> _Exercise task_:
Copy out every line of the entries from the line with "Phrase: arm" up to and including the end of the entries, phrases included, and shift each coordinate by adding 3 to both of its numbers. Leave the pictures out.

> _Records provided_:

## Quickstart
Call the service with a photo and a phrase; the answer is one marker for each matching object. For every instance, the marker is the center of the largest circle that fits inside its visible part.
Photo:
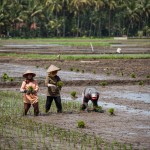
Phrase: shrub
(81, 124)
(111, 111)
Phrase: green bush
(111, 111)
(81, 124)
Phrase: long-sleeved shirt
(52, 90)
(30, 98)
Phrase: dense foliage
(74, 18)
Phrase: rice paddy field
(123, 80)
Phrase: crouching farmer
(30, 88)
(90, 93)
(53, 90)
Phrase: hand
(51, 85)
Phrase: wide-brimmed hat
(53, 68)
(29, 72)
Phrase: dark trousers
(57, 100)
(27, 107)
(85, 103)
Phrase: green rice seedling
(73, 94)
(5, 77)
(103, 83)
(148, 76)
(108, 73)
(60, 84)
(71, 69)
(30, 89)
(111, 111)
(81, 124)
(11, 79)
(141, 83)
(94, 72)
(77, 70)
(133, 75)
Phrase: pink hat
(28, 72)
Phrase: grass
(18, 132)
(77, 57)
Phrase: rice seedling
(81, 124)
(32, 134)
(71, 69)
(141, 83)
(133, 75)
(103, 83)
(5, 77)
(77, 70)
(111, 111)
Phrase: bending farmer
(90, 93)
(53, 88)
(30, 88)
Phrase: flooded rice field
(129, 125)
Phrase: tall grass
(79, 57)
(18, 132)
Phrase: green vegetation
(141, 83)
(60, 84)
(81, 124)
(78, 57)
(111, 111)
(103, 83)
(72, 18)
(5, 77)
(73, 94)
(133, 75)
(30, 133)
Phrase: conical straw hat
(53, 68)
(29, 72)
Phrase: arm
(23, 87)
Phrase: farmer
(53, 90)
(30, 88)
(90, 93)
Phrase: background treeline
(74, 18)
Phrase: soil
(131, 125)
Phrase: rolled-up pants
(35, 106)
(57, 100)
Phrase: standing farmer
(53, 90)
(90, 93)
(30, 88)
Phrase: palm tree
(78, 7)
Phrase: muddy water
(15, 70)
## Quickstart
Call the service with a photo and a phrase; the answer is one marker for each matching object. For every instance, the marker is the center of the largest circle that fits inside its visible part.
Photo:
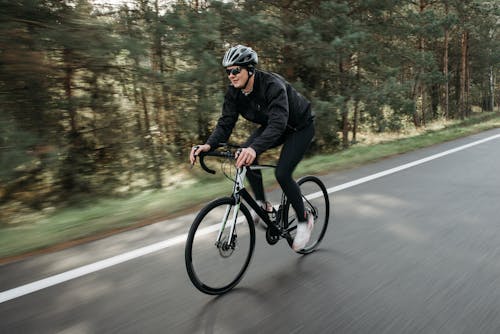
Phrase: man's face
(237, 75)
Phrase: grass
(105, 216)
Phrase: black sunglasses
(233, 71)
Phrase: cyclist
(285, 118)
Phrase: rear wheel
(215, 267)
(317, 201)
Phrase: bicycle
(223, 232)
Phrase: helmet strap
(251, 72)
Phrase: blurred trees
(99, 99)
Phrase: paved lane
(412, 252)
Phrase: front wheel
(216, 257)
(317, 201)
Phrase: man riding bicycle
(285, 118)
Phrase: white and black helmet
(240, 55)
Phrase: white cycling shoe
(303, 234)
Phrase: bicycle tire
(316, 198)
(202, 255)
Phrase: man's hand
(197, 149)
(245, 157)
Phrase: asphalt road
(414, 251)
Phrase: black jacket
(273, 103)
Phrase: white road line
(106, 263)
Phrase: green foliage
(107, 100)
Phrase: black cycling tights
(295, 144)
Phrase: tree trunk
(446, 110)
(150, 143)
(463, 76)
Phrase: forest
(105, 99)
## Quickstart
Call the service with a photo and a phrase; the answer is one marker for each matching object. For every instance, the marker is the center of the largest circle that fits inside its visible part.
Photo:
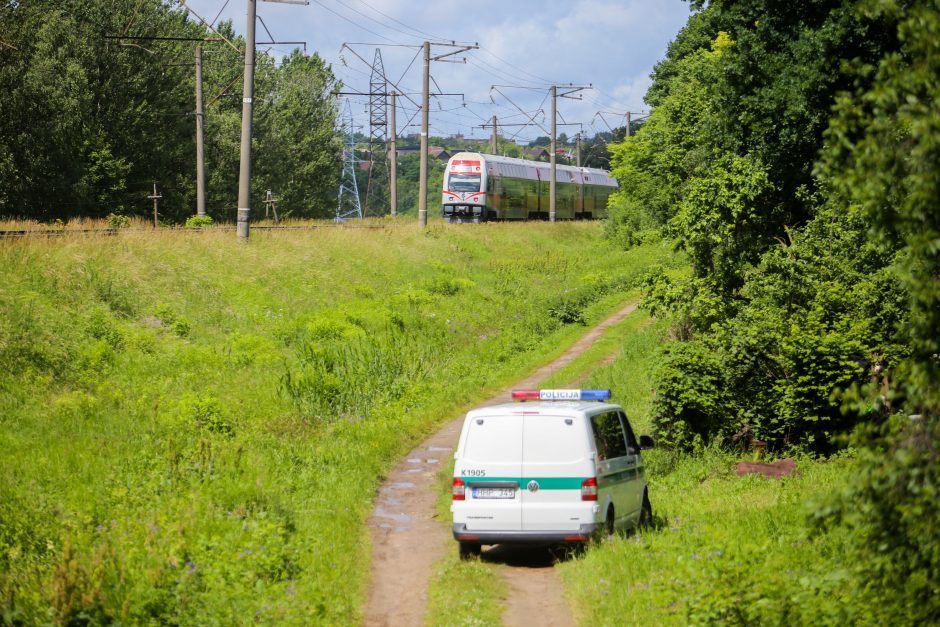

> _Answer in full_:
Phrase: arm
(26, 90)
Phrase: farmer
(56, 93)
(33, 91)
(93, 96)
Phrase: background treeline
(77, 21)
Phrase: soil
(134, 128)
Phrase: rolled-up pants
(38, 109)
(60, 103)
Phrase: standing farmer
(56, 93)
(93, 96)
(33, 91)
Phrase: palm tree
(81, 10)
Phrase: muddy water
(18, 73)
## Quickstart
Call the service with a photo and a phrase; the answer is one marker for each matching object. For every instance, the marker is the center of the largest circle that fits inside its visible part.
Photo:
Phrase: man's face
(240, 78)
Phrase: grass
(108, 219)
Phrase: black sunglasses
(236, 74)
Phrase: cyclist
(288, 121)
Phrase: rear wheel
(218, 270)
(320, 204)
Phrase: bicycle
(226, 235)
Phrase: helmet strap
(254, 75)
Phrase: blurred trees
(102, 102)
Phrase: paved lane
(415, 255)
Phrase: front wheel
(219, 260)
(320, 204)
Phrase: man riding bicycle
(288, 121)
Phrase: white and black helmet
(243, 58)
Phrase: white cycling shoe
(306, 237)
Phrase: bicycle tire
(319, 201)
(205, 258)
Phrase: man's hand
(200, 152)
(248, 160)
Phrase: asphalt road
(417, 254)
Phrase: black jacket
(276, 106)
Phrase: white road line
(109, 266)
Phrase: green foliage
(110, 103)
Phrase: black cycling tights
(298, 147)
Phrase: tree trunk
(449, 113)
(153, 146)
(466, 79)
Phrase: forest
(108, 102)
## Quickstart
Call the service with a photo and a phrase; the answer is one marker for each matching object. For every instance, the marker is the center of the largest circle that fits inside its visible part.
Photo:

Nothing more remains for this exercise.